■ Document:

_ _ _ _ _ _ _

Newly grown nanotubes can be a thousand times longer than
they are wide, and although sonication is very effective at breaking up the
clumps, it also makes the nanotubes shorter. In fact, researchers have
developed an equation called a “power law” that describes how dramatic this
shortening will be. Scientists input the sonication power and the amount of
time the sample will be sonicated, and the power law tells them the average
length of the nanotubes that will be produced. The nanotubes get shorter as
power and exposure time increase.
“The problem is that there are two different power laws that
match with separate experimental findings, and one of them produces a length
that’s a good deal shorter than the other,” Pasquali said. “It’s not that one
is correct and the other is wrong. Each has been verified experimentally, so
it’s a matter of understanding why. Philippe Poulin first exposed this
discrepancy in the literature and brought the problem to my attention when I
was visiting his lab three years ago.”
To investigate this discrepancy, Pasquali and study
co-authors Guido Pagani, Micah Green, and Poulin set out to accurately model
the interactions between the nanotubes and the sonication bubbles. Their
computer model, which ran on Rice’s Cray XD1 supercomputer, used a combination
of fluid dynamics techniques to accurately simulate the interaction. When the
team ran the simulations, they found that longer tubes behaved very differently
from their shorter counterparts.

_ _ _ _ _ _ _

■ Provided data:
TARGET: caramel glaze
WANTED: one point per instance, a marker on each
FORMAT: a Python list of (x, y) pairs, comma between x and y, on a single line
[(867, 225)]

_ _ _ _ _ _ _

■ Things to do:
[1] From the passage on nanotube sonication, extract the words that begin at "To investigate this" and stop after "their shorter counterparts.".
[2] According to the nanotube sonication passage, what computer ran the team's model?

■ Responses in order:
[1]
To investigate this discrepancy, Pasquali and study
co-authors Guido Pagani, Micah Green, and Poulin set out to accurately model
the interactions between the nanotubes and the sonication bubbles. Their
computer model, which ran on Rice’s Cray XD1 supercomputer, used a combination
of fluid dynamics techniques to accurately simulate the interaction. When the
team ran the simulations, they found that longer tubes behaved very differently
from their shorter counterparts.

[2] Rice's Cray XD1 supercomputer.